**What needs to be done**
Please gather and copy every line in the entries below that contains the string "hair". Case counts.

**Information provided**
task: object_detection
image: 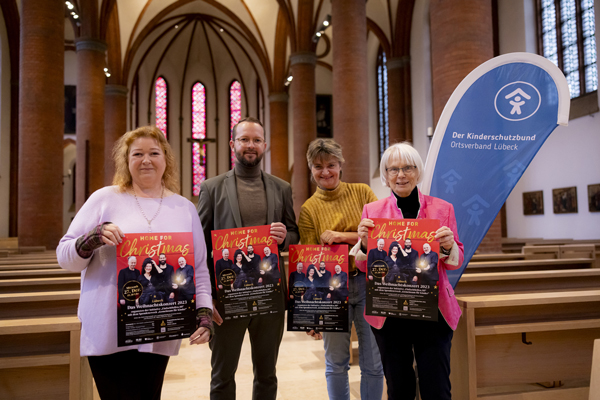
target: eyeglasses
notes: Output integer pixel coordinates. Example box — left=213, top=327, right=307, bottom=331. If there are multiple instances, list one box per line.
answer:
left=385, top=165, right=417, bottom=176
left=235, top=138, right=265, bottom=146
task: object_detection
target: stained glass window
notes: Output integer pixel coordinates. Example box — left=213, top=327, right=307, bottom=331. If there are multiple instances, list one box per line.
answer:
left=229, top=81, right=242, bottom=168
left=377, top=47, right=390, bottom=158
left=192, top=82, right=206, bottom=196
left=154, top=76, right=167, bottom=137
left=540, top=0, right=598, bottom=98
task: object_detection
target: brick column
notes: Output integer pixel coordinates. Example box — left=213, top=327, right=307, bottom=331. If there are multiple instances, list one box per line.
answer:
left=429, top=0, right=502, bottom=253
left=332, top=0, right=371, bottom=184
left=18, top=0, right=65, bottom=249
left=269, top=92, right=290, bottom=182
left=290, top=52, right=317, bottom=219
left=75, top=39, right=106, bottom=210
left=104, top=85, right=127, bottom=186
left=429, top=0, right=494, bottom=124
left=386, top=56, right=412, bottom=145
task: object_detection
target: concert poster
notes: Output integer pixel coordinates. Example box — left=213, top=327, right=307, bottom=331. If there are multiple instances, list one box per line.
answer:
left=116, top=232, right=196, bottom=346
left=287, top=245, right=348, bottom=332
left=366, top=218, right=440, bottom=321
left=211, top=225, right=284, bottom=321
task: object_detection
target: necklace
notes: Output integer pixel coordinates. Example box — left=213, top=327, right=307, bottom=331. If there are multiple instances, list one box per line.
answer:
left=131, top=185, right=165, bottom=232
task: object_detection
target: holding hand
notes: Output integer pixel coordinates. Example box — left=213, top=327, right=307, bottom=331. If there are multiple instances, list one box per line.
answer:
left=190, top=326, right=210, bottom=344
left=212, top=300, right=223, bottom=325
left=435, top=226, right=454, bottom=251
left=102, top=224, right=125, bottom=246
left=270, top=222, right=287, bottom=245
left=358, top=218, right=375, bottom=247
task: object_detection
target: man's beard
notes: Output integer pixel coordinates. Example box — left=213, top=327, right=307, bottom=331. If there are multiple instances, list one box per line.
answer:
left=235, top=150, right=264, bottom=168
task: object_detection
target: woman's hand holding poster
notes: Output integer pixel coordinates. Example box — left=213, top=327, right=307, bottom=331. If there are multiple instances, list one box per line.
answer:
left=366, top=218, right=440, bottom=321
left=211, top=225, right=283, bottom=321
left=116, top=232, right=196, bottom=346
left=287, top=245, right=348, bottom=332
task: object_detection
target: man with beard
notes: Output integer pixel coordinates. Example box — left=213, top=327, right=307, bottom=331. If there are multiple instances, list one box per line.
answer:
left=175, top=257, right=196, bottom=300
left=242, top=245, right=263, bottom=284
left=158, top=253, right=177, bottom=299
left=399, top=239, right=419, bottom=285
left=367, top=239, right=387, bottom=282
left=260, top=247, right=280, bottom=285
left=417, top=243, right=440, bottom=286
left=198, top=118, right=300, bottom=400
left=216, top=249, right=233, bottom=289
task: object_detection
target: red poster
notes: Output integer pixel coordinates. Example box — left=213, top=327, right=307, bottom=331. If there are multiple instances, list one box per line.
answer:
left=211, top=225, right=283, bottom=320
left=287, top=245, right=348, bottom=332
left=116, top=232, right=196, bottom=346
left=366, top=218, right=440, bottom=321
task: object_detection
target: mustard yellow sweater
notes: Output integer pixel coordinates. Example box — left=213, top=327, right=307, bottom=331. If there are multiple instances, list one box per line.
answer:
left=298, top=182, right=377, bottom=271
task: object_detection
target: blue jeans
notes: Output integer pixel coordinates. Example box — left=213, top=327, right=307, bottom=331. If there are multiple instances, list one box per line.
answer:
left=323, top=272, right=383, bottom=400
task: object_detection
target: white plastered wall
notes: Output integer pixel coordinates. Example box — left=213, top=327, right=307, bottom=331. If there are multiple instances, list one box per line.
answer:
left=498, top=0, right=600, bottom=239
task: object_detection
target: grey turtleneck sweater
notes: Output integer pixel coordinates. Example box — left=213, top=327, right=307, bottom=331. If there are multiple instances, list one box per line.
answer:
left=234, top=160, right=267, bottom=226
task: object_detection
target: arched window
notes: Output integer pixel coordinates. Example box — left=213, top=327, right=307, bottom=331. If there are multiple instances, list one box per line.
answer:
left=154, top=76, right=168, bottom=137
left=192, top=82, right=206, bottom=196
left=377, top=46, right=390, bottom=158
left=229, top=81, right=242, bottom=168
left=539, top=0, right=598, bottom=98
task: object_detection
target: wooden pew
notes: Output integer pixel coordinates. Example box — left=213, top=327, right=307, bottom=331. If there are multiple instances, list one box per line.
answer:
left=450, top=290, right=600, bottom=400
left=0, top=315, right=93, bottom=400
left=0, top=256, right=58, bottom=266
left=0, top=290, right=79, bottom=319
left=464, top=258, right=595, bottom=275
left=0, top=275, right=81, bottom=293
left=523, top=245, right=560, bottom=260
left=0, top=268, right=81, bottom=280
left=455, top=268, right=600, bottom=295
left=0, top=263, right=60, bottom=271
left=470, top=253, right=525, bottom=262
left=589, top=339, right=600, bottom=400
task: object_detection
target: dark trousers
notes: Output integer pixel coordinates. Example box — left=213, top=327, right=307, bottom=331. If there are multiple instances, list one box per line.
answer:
left=371, top=312, right=454, bottom=400
left=209, top=313, right=284, bottom=400
left=88, top=350, right=169, bottom=400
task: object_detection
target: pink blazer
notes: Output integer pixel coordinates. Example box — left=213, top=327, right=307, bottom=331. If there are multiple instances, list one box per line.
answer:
left=356, top=191, right=464, bottom=330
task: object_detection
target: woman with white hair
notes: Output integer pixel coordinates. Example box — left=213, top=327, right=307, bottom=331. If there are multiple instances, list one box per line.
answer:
left=357, top=143, right=464, bottom=400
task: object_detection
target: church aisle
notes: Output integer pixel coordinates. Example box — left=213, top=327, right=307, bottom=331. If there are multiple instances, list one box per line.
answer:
left=162, top=332, right=360, bottom=400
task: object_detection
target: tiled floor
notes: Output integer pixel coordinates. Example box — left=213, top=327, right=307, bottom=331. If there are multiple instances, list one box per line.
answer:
left=162, top=332, right=360, bottom=400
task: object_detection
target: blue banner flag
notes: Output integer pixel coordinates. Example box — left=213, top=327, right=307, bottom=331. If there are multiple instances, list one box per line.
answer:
left=421, top=53, right=570, bottom=287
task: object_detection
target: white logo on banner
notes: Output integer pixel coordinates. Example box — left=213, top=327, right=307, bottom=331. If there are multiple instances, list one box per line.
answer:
left=494, top=81, right=542, bottom=121
left=503, top=160, right=527, bottom=185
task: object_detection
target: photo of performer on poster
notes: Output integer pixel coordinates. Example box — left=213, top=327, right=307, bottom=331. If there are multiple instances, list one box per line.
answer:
left=366, top=219, right=439, bottom=321
left=287, top=245, right=348, bottom=332
left=117, top=233, right=196, bottom=346
left=211, top=225, right=283, bottom=320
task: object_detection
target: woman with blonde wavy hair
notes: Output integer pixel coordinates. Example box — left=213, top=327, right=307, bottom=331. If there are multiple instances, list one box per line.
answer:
left=56, top=126, right=213, bottom=399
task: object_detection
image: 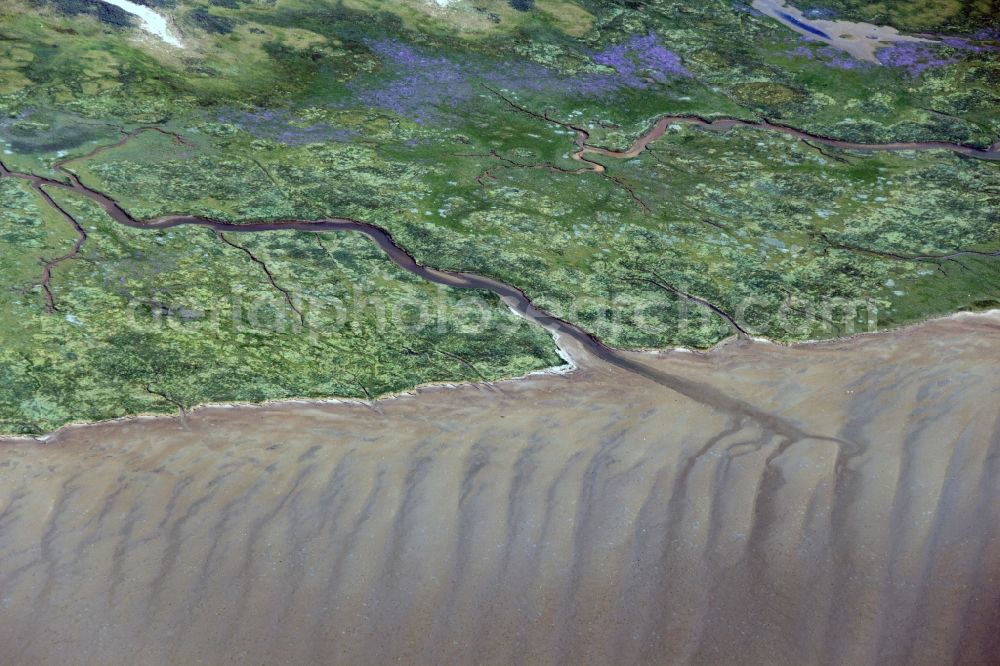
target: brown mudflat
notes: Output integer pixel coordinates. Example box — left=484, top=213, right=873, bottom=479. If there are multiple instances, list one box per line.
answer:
left=0, top=314, right=1000, bottom=665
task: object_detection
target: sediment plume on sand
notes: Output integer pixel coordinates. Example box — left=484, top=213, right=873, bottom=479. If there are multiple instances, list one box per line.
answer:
left=0, top=314, right=1000, bottom=665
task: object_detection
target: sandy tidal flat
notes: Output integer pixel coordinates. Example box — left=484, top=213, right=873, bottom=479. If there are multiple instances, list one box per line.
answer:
left=0, top=315, right=1000, bottom=665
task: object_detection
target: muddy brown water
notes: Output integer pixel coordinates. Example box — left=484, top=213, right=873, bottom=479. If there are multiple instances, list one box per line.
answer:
left=0, top=313, right=1000, bottom=665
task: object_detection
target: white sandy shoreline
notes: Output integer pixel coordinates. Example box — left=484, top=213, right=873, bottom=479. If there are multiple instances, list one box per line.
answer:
left=0, top=309, right=1000, bottom=445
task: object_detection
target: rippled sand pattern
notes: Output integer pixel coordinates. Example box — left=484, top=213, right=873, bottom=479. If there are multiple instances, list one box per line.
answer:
left=0, top=316, right=1000, bottom=665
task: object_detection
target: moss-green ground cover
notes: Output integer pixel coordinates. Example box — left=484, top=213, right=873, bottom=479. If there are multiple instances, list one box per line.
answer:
left=0, top=0, right=1000, bottom=432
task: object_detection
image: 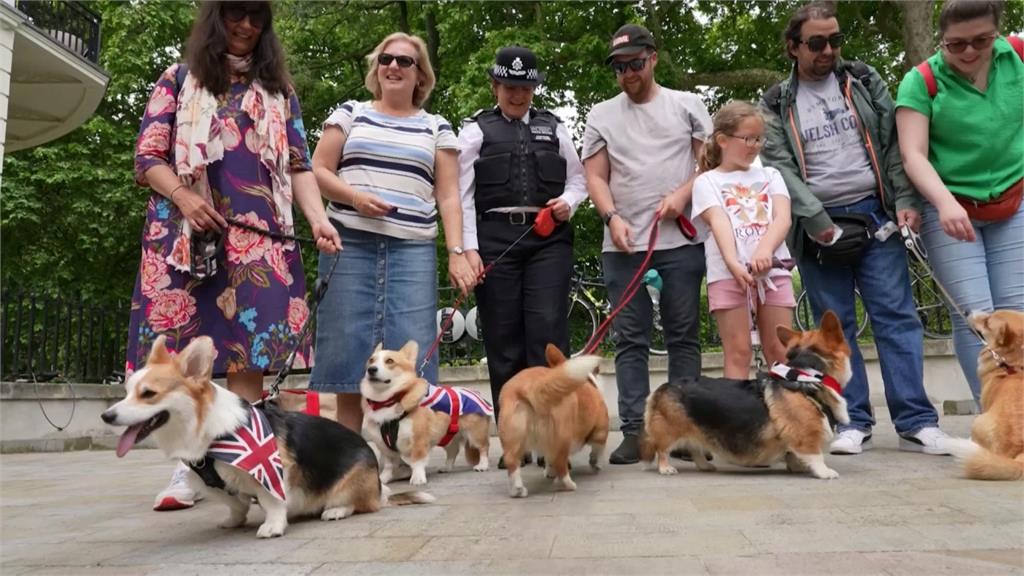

**Worked answer**
target: woman with white hair
target: woman with blonde wavy hair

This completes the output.